Bila berbicara dengan orang yang sudah sepuh, berusia di atas 80-an, kita tentu menyadari bahwa untuk memasukkan isi pembicaraan kita ke dalam pemahamannya, biasanya kita perlu berbicara dengan volume lebih keras, lebih perlahan, menggunakan kata sederhana dan mudah dimengerti, juga membatasi kata-kata kita. Mengapa? Nenek atau kakek ini, meskipun menunjukkan usaha untuk mendengarkan apa yang kita bicarakan, namun kemampuan reseptif alias kemampuan mencernanya sudah tidak 100% bekerja lagi. Kebanyakan, memori mereka sudah tidak lagi sempurna untuk mengaitkan apa yang baru diterimanya. Bisakah kita bayangkan dalam posisi seperti orang tua tersebut? Tentu kemampuan kita dalam menerima informasi menjadi sangat terbatas. Kita mungkin sering tidak menyadari bahwa dengan kemampuan mendengar yang sempurna sekalipun, kita kerap tidak mencerap informasi secara keseluruhan.
Pernahkah di dalam rapat, kita memikirkan hal lain atau berbicara sendiri dengan orang di sebelah kita karena ada agenda pembicaraan lain di luar topik yang tengah dibicarakan dalam rapat? Bisa jadi, kita menatap lawan bicara, mendengar semua kata-katanya, mengangguk-angguk seolah mengerti, namun sebetulnya tidak menyerap dan mengolah informasi yang kita terima. Ada orang yang sibuk dengan pikirannya sendiri, ada yang bersiap-siap untuk membantah, ada juga orang yang tidak mengerti tetapi tidak menyatakannya. Apa akibatnya? Topik pembicaraan yang didiskusikan, tidak sempat kita kembangkan menjadi tindak lanjut yang berarti dan serius. Bayangkan berapa banyak waktu yang kita buang-buang dengan tidak benar-benar mendengarkan apa yang dikatakan orang lain? Kita jelas tidak menambah pengetahuan, wawasan kita dari diskusi yang terjadi. Bagaimana kita bisa mengembangkan solusi, tindak lanjut dan keputusan yang tajam bila tidak benar-benar mendengarkan?

-*-*-

Langkah Pengerjaan
[1] Jawab pertanyaan berikut berdasarkan teks tentang mendengarkan di atas.
(a) Apa saja yang biasanya perlu kita lakukan saat berbicara dengan orang berusia di atas 80-an?
(b) Apa sebutan lain untuk kemampuan reseptif menurut teks?
(c) Tiga jenis orang apa yang disebutkan ada dalam rapat?
[2] Cetak tanpa perubahan bagian teks tentang mendengarkan di atas, mulai dari "Bila berbicara dengan" sampai dengan "informasi secara keseluruhan.".

Data yang Diberikan
-*-*-

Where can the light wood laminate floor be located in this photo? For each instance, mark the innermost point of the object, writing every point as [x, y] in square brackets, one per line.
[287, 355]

-*-*-

Jawaban
[1]
(a) Berbicara dengan volume lebih keras, lebih perlahan, menggunakan kata sederhana dan mudah dimengerti, serta membatasi kata-kata.
(b) Kemampuan mencerna.
(c) Orang yang sibuk dengan pikirannya sendiri, orang yang bersiap-siap untuk membantah, dan orang yang tidak mengerti tetapi tidak menyatakannya.

[2]
Bila berbicara dengan orang yang sudah sepuh, berusia di atas 80-an, kita tentu menyadari bahwa untuk memasukkan isi pembicaraan kita ke dalam pemahamannya, biasanya kita perlu berbicara dengan volume lebih keras, lebih perlahan, menggunakan kata sederhana dan mudah dimengerti, juga membatasi kata-kata kita. Mengapa? Nenek atau kakek ini, meskipun menunjukkan usaha untuk mendengarkan apa yang kita bicarakan, namun kemampuan reseptif alias kemampuan mencernanya sudah tidak 100% bekerja lagi. Kebanyakan, memori mereka sudah tidak lagi sempurna untuk mengaitkan apa yang baru diterimanya. Bisakah kita bayangkan dalam posisi seperti orang tua tersebut? Tentu kemampuan kita dalam menerima informasi menjadi sangat terbatas. Kita mungkin sering tidak menyadari bahwa dengan kemampuan mendengar yang sempurna sekalipun, kita kerap tidak mencerap informasi secara keseluruhan.